Bloß, wie wollte der Registratur- Accessist bei der k. k. Privat-, Familien- und Vitikalfonds-Kassen- Oberdirektion (diese Stelle verwaltete das Privatvermögen des Kaisers) das schaffen? Ganz einfach mit einer Methode, die damals absolut bizarr war: Wo immer Kyselak hinkam, malte er seinen Namen auf Mauern oder Felswände – ein Biedermeier als Graffiti-Künstler. Er war wohl der erste Sprayer zu Beginn des 19. Jahrhunderts.
Seine Rechnung ging wirklich auf. Kyselak wurde weltberühmt in Österreich und das ganze Land lachte über seine Streiche. Kein Wunder, dass man sich folgende Geschichte von ihm erzählte: Nachdem Kyselak sich wieder einmal auf einer Säule im Schwarzenbergpark verewigt hatte, wurde er zu einer Audienz bei Kaiser Franz I. in die Wiener Hofburg vorgeladen. Ungnädig forderte ihn der Kaiser auf, er möge sich künftig derartiger Malaktionen enthalten. Kyselak gelobte reumütig Besserung. Als er den Raum verlassen hatte, entdeckte der Kaiser den leidigen Namen sowie das Datum der Audienz – auf dem k. k. Aktendeckel, der auf dem kaiserlichen Schreibtisch gelegen war...
Skizzen einer Fußreise#
Im Sommer 1825 brach Joseph Kyselak zu einer Wanderung auf, die ihn durchs halbe Reich führte. Aber er hinterließ nicht nur seinen Namen in großen Buchstaben aus schwarzer Ölfarbe, sondern auch ein Reisebuch, das 1829 unter dem üppigen Titel „Skizzen einer Fußreise durch Österreich, Steiermark, Kärnthen, Salzburg, Berchtesgaden, Tirol und Baiern nach Wien nebst einer romantisch pittoresken Darstellung mehrerer Ritterburgen“ erschien und soeben im Verlag Jung und Jung (480 Seiten, Abb., Euro 29,90) neu aufgelegt wurde.

#### Bereitgestellte Daten
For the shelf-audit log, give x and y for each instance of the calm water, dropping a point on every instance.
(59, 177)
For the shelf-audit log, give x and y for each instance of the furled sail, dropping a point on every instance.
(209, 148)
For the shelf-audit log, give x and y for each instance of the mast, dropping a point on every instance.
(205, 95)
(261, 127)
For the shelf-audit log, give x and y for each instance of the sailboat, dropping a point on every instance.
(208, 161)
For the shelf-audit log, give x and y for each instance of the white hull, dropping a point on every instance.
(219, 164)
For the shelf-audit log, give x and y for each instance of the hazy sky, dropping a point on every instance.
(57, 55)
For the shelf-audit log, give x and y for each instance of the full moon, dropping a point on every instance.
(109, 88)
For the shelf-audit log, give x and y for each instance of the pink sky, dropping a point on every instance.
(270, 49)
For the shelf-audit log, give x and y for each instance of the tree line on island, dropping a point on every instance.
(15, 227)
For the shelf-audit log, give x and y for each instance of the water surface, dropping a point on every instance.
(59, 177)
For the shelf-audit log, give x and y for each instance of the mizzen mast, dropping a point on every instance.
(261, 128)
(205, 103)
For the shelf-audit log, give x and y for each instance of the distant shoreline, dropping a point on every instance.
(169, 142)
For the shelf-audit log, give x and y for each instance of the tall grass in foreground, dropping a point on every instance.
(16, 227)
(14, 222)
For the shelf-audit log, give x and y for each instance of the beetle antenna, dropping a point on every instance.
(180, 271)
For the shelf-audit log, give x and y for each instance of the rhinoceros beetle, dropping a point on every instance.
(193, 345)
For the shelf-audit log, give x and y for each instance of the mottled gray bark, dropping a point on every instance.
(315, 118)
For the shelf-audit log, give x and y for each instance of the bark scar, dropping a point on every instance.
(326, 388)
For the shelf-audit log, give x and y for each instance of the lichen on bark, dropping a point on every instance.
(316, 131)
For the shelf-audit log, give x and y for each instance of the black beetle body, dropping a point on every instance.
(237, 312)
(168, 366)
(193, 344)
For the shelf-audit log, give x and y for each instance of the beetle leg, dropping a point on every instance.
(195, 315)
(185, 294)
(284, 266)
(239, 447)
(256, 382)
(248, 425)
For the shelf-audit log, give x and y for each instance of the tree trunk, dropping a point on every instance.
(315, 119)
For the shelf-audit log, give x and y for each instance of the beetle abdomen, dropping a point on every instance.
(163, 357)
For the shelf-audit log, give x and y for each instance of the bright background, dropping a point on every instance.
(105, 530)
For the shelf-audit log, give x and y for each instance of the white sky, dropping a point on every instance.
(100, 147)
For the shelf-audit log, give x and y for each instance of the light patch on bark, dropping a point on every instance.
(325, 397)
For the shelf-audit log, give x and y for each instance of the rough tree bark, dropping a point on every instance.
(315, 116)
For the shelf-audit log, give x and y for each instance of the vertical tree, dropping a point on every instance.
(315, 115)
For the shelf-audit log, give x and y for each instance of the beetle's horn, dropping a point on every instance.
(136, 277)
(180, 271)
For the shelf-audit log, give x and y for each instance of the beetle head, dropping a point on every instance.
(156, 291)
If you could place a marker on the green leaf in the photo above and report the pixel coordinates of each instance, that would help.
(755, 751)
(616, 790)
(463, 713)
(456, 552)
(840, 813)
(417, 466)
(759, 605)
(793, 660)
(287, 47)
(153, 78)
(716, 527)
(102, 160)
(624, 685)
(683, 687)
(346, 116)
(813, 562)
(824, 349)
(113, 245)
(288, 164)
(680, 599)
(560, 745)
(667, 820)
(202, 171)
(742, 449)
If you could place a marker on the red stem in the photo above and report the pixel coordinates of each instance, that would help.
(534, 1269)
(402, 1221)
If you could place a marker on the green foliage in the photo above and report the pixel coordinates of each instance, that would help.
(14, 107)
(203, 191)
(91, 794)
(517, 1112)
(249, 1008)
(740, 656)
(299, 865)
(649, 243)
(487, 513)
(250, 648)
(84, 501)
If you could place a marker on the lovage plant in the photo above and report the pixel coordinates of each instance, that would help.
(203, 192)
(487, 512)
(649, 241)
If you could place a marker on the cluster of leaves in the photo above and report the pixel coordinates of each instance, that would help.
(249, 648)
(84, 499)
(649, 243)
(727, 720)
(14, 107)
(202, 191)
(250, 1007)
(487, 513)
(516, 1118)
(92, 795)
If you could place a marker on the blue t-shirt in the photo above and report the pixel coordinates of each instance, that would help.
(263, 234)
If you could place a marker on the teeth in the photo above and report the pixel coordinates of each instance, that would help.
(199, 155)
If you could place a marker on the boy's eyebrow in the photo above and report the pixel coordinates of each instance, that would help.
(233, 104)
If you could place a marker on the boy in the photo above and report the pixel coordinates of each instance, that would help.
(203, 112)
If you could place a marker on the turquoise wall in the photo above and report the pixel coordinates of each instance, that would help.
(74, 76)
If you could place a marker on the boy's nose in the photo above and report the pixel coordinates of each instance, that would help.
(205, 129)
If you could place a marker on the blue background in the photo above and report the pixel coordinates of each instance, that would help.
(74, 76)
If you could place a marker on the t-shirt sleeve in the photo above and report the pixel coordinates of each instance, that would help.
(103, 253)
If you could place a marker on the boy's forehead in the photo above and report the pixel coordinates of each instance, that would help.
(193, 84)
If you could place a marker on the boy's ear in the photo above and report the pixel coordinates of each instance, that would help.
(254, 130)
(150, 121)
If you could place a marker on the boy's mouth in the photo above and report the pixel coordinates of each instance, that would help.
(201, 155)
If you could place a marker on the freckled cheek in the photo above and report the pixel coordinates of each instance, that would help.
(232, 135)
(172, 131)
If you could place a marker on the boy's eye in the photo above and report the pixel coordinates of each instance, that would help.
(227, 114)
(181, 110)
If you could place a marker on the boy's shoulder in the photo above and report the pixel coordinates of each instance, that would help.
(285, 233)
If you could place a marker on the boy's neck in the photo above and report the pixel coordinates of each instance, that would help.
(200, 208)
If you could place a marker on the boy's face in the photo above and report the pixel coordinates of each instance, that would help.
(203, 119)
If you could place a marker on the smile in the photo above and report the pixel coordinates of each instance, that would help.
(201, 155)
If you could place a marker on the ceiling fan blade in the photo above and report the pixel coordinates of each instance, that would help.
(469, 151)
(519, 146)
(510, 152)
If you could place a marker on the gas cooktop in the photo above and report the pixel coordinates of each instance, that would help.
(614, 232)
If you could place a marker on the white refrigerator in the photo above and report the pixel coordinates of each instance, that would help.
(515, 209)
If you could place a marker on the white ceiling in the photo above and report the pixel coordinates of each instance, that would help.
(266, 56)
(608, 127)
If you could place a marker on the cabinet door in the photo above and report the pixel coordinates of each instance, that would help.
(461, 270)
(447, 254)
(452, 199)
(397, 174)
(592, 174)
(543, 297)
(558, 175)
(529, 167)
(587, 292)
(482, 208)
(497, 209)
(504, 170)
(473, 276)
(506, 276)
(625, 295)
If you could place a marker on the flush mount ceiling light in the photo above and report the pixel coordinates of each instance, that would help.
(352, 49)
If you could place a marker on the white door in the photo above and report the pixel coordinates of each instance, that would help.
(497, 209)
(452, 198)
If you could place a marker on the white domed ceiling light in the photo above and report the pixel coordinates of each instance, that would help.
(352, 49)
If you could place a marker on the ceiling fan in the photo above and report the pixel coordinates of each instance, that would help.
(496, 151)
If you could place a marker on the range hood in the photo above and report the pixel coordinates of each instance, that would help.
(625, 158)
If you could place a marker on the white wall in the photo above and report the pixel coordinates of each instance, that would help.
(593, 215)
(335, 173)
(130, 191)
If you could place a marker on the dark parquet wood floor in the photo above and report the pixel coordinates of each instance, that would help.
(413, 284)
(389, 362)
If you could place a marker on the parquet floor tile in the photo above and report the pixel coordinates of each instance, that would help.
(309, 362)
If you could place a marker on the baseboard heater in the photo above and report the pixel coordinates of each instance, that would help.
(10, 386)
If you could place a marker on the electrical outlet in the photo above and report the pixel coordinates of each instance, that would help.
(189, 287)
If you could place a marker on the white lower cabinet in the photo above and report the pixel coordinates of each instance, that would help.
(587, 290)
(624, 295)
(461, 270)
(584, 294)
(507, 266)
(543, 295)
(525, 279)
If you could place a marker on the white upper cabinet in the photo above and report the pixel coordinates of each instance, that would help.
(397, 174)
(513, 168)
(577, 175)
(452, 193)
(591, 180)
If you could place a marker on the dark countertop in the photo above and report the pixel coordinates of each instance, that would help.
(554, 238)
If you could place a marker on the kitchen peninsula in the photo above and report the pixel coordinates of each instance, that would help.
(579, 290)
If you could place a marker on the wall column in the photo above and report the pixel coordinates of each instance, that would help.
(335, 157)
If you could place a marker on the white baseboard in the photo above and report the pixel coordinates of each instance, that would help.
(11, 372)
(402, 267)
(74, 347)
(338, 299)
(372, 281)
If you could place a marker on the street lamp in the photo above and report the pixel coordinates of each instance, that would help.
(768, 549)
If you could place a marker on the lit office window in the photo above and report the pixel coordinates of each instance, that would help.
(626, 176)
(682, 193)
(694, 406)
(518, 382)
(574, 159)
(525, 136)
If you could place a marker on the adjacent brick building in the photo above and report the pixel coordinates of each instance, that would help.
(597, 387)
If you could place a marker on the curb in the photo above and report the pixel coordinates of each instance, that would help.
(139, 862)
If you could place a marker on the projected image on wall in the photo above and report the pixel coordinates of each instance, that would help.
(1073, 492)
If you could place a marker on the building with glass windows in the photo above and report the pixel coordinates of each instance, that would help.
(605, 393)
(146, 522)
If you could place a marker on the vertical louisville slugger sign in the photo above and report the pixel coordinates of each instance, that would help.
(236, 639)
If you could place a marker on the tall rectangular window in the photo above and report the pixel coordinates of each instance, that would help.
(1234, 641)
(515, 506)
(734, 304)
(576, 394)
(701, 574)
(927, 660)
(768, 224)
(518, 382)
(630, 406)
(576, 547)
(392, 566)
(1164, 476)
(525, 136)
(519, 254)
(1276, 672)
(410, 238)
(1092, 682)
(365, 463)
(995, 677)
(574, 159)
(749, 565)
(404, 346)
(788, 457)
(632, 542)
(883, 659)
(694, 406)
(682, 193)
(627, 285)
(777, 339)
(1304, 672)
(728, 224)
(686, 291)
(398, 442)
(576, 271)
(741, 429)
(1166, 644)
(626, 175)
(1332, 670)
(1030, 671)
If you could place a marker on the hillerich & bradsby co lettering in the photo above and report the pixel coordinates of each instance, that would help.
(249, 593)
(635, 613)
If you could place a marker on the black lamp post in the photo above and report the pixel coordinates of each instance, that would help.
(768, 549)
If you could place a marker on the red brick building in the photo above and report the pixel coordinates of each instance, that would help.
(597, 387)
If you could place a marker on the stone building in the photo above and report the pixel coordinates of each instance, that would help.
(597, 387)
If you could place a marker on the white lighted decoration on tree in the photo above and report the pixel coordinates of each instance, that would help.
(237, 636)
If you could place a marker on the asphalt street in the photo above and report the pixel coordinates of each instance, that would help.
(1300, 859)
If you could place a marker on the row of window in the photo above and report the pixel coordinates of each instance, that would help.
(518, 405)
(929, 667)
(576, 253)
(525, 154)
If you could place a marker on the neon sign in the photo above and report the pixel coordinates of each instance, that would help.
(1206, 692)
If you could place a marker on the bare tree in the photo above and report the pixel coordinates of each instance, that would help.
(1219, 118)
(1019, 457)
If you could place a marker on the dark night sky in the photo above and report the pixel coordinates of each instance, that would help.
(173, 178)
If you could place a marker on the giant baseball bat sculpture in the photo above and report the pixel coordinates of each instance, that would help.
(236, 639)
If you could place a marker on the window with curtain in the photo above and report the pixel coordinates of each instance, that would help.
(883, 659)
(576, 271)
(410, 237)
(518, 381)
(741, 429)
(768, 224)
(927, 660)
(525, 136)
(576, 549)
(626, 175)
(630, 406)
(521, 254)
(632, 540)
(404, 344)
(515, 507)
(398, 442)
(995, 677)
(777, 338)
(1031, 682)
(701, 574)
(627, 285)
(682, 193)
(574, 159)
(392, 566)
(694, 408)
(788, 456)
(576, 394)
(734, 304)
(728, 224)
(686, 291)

#### Aufgabe 1
Gib den Text über Kyselak von „Bloß, wie wollte“ bis „des 19. Jahrhunderts.“ wieder und tausche dabei „Graffiti-Künstler“ gegen „Fassadenmaler“.
#### Aufgabe 2
Knüpfe an das Ende des Textes über Kyselak an und schreibe ihn weiter.
Die Daten werden hier nicht gebraucht.

#### Antwort 1
Bloß, wie wollte der Registratur- Accessist bei der k. k. Privat-, Familien- und Vitikalfonds-Kassen- Oberdirektion (diese Stelle verwaltete das Privatvermögen des Kaisers) das schaffen? Ganz einfach mit einer Methode, die damals absolut bizarr war: Wo immer Kyselak hinkam, malte er seinen Namen auf Mauern oder Felswände – ein Biedermeier als Fassadenmaler. Er war wohl der erste Sprayer zu Beginn des 19. Jahrhunderts.

#### Antwort 2
Darin schildert er, wie er in Bruck ein Floß nach Graz bestieg. „Bald lag der Wallfahrtsort Maria Straßengel mit seinem gotischen Kirchturme rechts im Hintergrund ... die gefürchtete Weinzettelbrücke mit seinem Kreuze lag vor uns. Alle Männer entblößten das Haupt sich kreuzigend; ich wusste noch nicht, was da kommen würde. Einige Mädchen zitterten und schrieen erbärmlich; umsonst, der Lauf war unerbittlich! und donnernd stürzten wir fünf Schuh über eine Wehre herab; durch und über das Floß drängten sich die Wogen fußhoch auf sämtliche Passagiers. Es war wirklich kein Spaß, nicht erholt von der ersten Taufe, gleich darauf der zweiten ganz ähnlichen sich zu unterziehen...; pfeilschnell flohen wir nun durch eine liebliche Aue der versteckten Stadt zu ..., Graz war erreicht – unter der gedeckten Brücke durch, am rechten Ufer betraten wir das Land.“
Und die „Grätzer Zeitung“ vom 20. August 1825 vermeldete unter „Angekommen in Grätz“: „Hr. Kyselak K.K. Hofkammer Conceptspracticant, von Wien, woh. Beym Wilden Mann in der Stadt.“
Obstbäume statt Palisaden#
„Das Haupt von Graz, ich meine den Schloßberg, hat durch die bitteren Wunden des Jahres 1809 sein früheres Antlitz ganz verloren; doch gewinnt die Stadt durch dessen gemilderte Miene an Freundlichkeit ungemein ... Statt Palisaden reihen sich Obstbäume, statt Bajonetten – Blumenkohl“, schreibt Kyselak. Auch für die holde Weiblichkeit hat er einen Blick: „Bescheiden hüllt sich das Bürgermädchen in die lieblich sie formende einfache Korsette, weißen Rock mit schwarz seidenem Vortuche ... lieblich schweben sie daher die munteren frischwangigen blonden oder brünetten Mädchen.“ Dann wirft er einen Blick auf den Gries: „Die Murvorstadt ist zwar die belebteste, aber gewiss nicht die solideste.“ Im Pumperwaldel (heute Augartenbad) wohnte er am Sonntag einem Feuerwerk bei, sieht Bierschenken und Kegelbahnen, „kann sich aber nicht der aufgeopferten Zeit erfreuen“.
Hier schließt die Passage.